Contour labeling entries
※

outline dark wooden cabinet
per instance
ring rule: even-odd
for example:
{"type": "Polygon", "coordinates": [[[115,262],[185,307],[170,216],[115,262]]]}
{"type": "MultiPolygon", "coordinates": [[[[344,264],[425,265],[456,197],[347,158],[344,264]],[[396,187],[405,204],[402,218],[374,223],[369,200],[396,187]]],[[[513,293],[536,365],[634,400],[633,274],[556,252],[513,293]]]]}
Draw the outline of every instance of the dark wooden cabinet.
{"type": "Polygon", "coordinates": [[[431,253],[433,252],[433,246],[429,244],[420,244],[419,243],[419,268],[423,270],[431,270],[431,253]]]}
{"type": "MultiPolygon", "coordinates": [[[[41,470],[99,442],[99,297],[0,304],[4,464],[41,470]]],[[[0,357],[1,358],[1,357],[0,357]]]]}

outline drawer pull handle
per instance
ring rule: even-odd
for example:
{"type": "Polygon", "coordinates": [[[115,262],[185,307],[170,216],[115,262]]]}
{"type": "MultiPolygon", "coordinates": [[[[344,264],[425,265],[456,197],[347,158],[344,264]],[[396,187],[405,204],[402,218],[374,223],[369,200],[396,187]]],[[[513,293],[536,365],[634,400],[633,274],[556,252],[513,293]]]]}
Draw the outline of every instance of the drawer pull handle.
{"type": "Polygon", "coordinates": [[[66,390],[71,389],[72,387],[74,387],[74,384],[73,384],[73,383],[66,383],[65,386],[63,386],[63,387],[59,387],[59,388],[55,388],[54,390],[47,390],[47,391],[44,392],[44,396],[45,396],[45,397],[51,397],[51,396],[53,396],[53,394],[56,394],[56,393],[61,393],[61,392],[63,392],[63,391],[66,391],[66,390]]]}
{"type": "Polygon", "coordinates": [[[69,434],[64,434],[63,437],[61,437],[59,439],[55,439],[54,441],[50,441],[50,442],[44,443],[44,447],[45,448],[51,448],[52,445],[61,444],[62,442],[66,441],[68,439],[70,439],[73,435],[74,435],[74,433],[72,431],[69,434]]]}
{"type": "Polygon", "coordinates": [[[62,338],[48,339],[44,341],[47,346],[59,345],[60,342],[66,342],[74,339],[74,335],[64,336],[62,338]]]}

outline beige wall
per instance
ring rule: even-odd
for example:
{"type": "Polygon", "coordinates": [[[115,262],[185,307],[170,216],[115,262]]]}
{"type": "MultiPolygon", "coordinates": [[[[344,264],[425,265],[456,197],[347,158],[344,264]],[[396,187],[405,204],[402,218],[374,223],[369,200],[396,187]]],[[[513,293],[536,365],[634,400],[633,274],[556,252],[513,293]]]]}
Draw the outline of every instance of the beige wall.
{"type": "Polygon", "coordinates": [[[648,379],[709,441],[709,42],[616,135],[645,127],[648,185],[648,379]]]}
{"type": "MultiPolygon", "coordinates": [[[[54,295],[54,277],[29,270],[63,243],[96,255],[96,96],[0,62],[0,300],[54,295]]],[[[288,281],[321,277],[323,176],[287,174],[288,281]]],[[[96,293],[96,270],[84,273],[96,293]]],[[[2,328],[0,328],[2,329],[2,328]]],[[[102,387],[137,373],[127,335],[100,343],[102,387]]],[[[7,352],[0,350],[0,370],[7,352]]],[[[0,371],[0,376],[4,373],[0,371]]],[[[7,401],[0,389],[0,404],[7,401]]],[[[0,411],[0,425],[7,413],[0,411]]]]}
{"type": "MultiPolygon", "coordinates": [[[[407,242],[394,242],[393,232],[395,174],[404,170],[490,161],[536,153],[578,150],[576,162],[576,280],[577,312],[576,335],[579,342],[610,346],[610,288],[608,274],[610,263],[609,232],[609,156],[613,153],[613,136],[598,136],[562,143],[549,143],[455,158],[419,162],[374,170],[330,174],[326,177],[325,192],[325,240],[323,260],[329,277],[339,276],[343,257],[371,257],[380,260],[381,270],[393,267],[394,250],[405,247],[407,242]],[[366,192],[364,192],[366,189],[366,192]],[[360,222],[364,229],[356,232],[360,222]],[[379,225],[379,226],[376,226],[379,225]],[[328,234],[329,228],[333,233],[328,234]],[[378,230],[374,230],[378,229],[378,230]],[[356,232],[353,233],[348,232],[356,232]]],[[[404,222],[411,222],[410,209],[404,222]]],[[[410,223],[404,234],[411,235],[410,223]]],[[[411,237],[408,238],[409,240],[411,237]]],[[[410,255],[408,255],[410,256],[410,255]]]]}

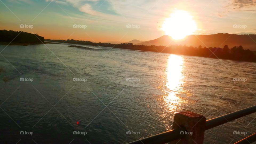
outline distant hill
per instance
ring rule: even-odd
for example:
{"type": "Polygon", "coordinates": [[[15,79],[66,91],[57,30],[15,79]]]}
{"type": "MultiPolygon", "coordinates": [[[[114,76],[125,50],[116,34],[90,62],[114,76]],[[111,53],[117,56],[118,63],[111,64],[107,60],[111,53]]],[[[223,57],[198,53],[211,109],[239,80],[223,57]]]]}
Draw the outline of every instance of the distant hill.
{"type": "Polygon", "coordinates": [[[155,45],[168,46],[181,45],[194,47],[223,47],[228,45],[230,47],[243,46],[244,49],[256,50],[256,35],[237,35],[218,33],[209,35],[191,35],[183,39],[174,40],[168,35],[164,35],[157,39],[137,43],[136,45],[146,46],[155,45]]]}
{"type": "Polygon", "coordinates": [[[132,43],[134,45],[137,45],[137,43],[141,42],[143,42],[145,41],[140,41],[139,40],[138,40],[138,39],[133,39],[130,41],[128,42],[126,42],[125,43],[132,43]]]}
{"type": "Polygon", "coordinates": [[[5,30],[0,30],[0,44],[3,45],[23,45],[42,43],[45,39],[37,34],[24,31],[16,31],[5,30]]]}

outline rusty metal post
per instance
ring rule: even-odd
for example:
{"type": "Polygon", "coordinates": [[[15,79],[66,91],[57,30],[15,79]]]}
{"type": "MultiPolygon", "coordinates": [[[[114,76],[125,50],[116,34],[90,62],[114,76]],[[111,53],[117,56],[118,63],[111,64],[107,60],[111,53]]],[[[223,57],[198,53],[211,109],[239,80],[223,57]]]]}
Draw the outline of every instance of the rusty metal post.
{"type": "Polygon", "coordinates": [[[172,129],[183,127],[186,130],[180,132],[180,134],[185,135],[183,138],[169,143],[203,144],[206,121],[203,115],[189,111],[176,114],[172,129]]]}

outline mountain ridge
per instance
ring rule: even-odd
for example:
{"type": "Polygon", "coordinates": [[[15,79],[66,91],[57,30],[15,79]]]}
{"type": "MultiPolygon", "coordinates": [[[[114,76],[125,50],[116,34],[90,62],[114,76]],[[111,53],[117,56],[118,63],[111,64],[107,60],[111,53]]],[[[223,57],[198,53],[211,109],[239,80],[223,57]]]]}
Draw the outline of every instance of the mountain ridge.
{"type": "Polygon", "coordinates": [[[256,34],[238,35],[218,33],[208,35],[191,35],[183,39],[175,40],[168,35],[164,35],[157,39],[137,43],[137,45],[154,45],[169,46],[177,45],[197,47],[222,47],[228,45],[230,47],[242,45],[245,49],[256,50],[256,34]]]}

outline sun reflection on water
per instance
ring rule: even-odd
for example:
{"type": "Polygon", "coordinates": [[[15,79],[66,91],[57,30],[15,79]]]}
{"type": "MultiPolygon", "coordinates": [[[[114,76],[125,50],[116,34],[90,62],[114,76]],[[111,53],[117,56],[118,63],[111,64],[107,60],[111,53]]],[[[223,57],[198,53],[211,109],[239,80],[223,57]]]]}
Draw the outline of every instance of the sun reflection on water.
{"type": "Polygon", "coordinates": [[[175,112],[180,104],[181,100],[177,95],[182,91],[181,86],[184,83],[182,80],[184,78],[182,73],[183,66],[182,57],[173,54],[170,55],[166,70],[167,74],[166,86],[167,89],[164,90],[167,95],[163,97],[167,111],[175,112]]]}

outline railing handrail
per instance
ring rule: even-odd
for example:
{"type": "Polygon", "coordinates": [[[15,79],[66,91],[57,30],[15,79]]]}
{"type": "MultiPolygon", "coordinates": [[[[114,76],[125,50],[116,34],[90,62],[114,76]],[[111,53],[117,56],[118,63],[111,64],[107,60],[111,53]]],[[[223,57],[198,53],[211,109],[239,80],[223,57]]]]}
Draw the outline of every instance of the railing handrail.
{"type": "Polygon", "coordinates": [[[186,131],[186,129],[184,127],[179,127],[178,129],[171,130],[128,143],[127,144],[165,143],[171,141],[182,138],[185,135],[180,134],[179,132],[181,131],[186,131]]]}
{"type": "Polygon", "coordinates": [[[256,112],[256,105],[206,121],[205,130],[256,112]]]}
{"type": "MultiPolygon", "coordinates": [[[[256,105],[207,120],[205,123],[205,130],[255,112],[256,105]]],[[[182,138],[185,135],[180,134],[180,132],[186,130],[184,127],[179,127],[127,144],[163,144],[182,138]]]]}

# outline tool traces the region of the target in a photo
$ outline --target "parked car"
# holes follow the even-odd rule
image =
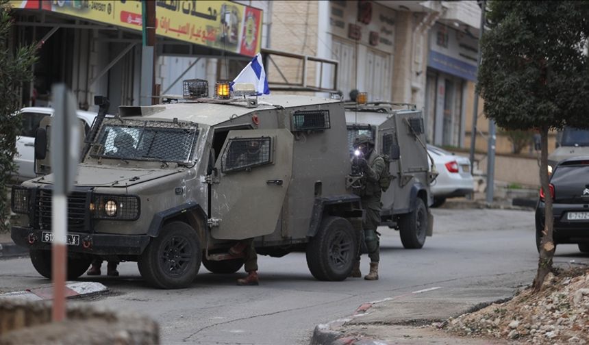
[[[536,207],[536,244],[540,248],[544,225],[544,201],[552,198],[554,244],[576,243],[589,253],[589,156],[559,162],[550,176],[548,193],[540,190]]]
[[[466,196],[473,192],[475,184],[468,158],[433,145],[427,145],[427,152],[434,159],[439,173],[431,188],[433,207],[440,206],[448,198]]]
[[[35,173],[35,132],[39,128],[41,120],[47,116],[53,116],[54,110],[50,107],[29,107],[21,110],[20,116],[23,119],[21,135],[16,137],[16,155],[14,163],[16,164],[15,177],[23,179],[36,177]],[[76,110],[78,118],[84,123],[84,133],[88,133],[97,114],[84,110]]]

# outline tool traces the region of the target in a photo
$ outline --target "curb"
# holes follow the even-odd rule
[[[360,335],[353,337],[347,335],[344,333],[336,330],[344,323],[355,318],[368,314],[368,309],[375,304],[385,302],[388,299],[362,303],[358,307],[355,313],[348,318],[331,321],[326,324],[319,324],[313,330],[311,337],[311,345],[383,345],[386,344],[383,340],[378,340]]]
[[[14,291],[0,294],[2,300],[24,299],[27,301],[44,301],[53,299],[53,288],[47,285],[34,289]],[[96,281],[67,281],[66,282],[66,297],[74,298],[97,294],[108,291],[108,288]]]
[[[17,246],[14,243],[0,243],[0,259],[28,255],[29,249],[27,248]]]

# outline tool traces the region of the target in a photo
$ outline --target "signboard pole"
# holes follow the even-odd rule
[[[51,131],[53,140],[51,162],[53,191],[51,196],[51,277],[53,283],[52,317],[55,322],[66,317],[65,282],[67,277],[67,193],[73,185],[79,160],[79,129],[75,115],[75,99],[65,85],[51,88],[55,116]]]

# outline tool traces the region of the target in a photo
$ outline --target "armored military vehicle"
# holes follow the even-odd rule
[[[390,102],[351,102],[345,110],[349,154],[354,140],[366,134],[390,162],[392,181],[381,196],[381,224],[399,230],[403,247],[422,248],[433,233],[429,184],[436,174],[425,148],[421,112]]]
[[[205,81],[186,81],[184,101],[122,106],[115,118],[101,109],[68,196],[69,279],[100,258],[137,261],[153,286],[184,288],[201,262],[236,272],[243,258],[228,248],[251,238],[259,254],[306,252],[319,280],[349,275],[362,211],[347,187],[343,103],[258,98],[237,86],[231,94],[219,84],[208,98]],[[26,181],[12,199],[24,218],[12,238],[46,277],[53,181],[52,174]]]

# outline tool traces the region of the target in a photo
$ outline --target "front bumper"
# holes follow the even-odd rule
[[[49,250],[51,243],[41,242],[42,230],[22,227],[13,227],[10,237],[18,246],[29,249]],[[113,235],[108,233],[88,233],[68,232],[68,235],[79,235],[79,245],[68,245],[68,251],[93,255],[139,255],[149,244],[147,235]],[[89,245],[88,245],[89,244]]]

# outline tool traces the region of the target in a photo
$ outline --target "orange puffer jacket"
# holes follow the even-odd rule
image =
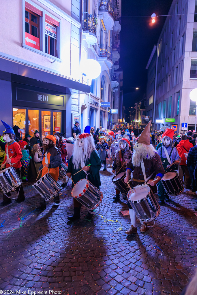
[[[180,165],[187,165],[185,153],[188,153],[191,148],[193,147],[193,145],[189,142],[188,139],[186,139],[186,140],[181,140],[178,144],[177,145],[176,148],[181,158]]]

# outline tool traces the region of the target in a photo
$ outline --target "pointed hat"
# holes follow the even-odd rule
[[[151,124],[151,120],[150,120],[139,137],[139,139],[138,140],[138,142],[139,143],[144,143],[146,145],[150,145],[150,128]]]
[[[165,132],[162,134],[162,138],[163,138],[164,136],[168,136],[169,137],[170,137],[172,139],[173,139],[174,134],[174,130],[170,129],[170,128],[167,128]]]
[[[4,133],[10,133],[12,134],[15,134],[13,129],[8,124],[6,123],[5,122],[4,122],[4,121],[3,121],[2,120],[1,120],[1,121],[6,128],[4,132]]]
[[[91,126],[89,126],[89,125],[87,125],[87,126],[86,126],[84,129],[84,133],[90,133],[91,128]]]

※

### EXERCISE DESCRIPTION
Pull out every line of the material that contains the word "post" and list those lines.

### TASK SOLUTION
outline rusty metal post
Draw the outline of every instance of the rusty metal post.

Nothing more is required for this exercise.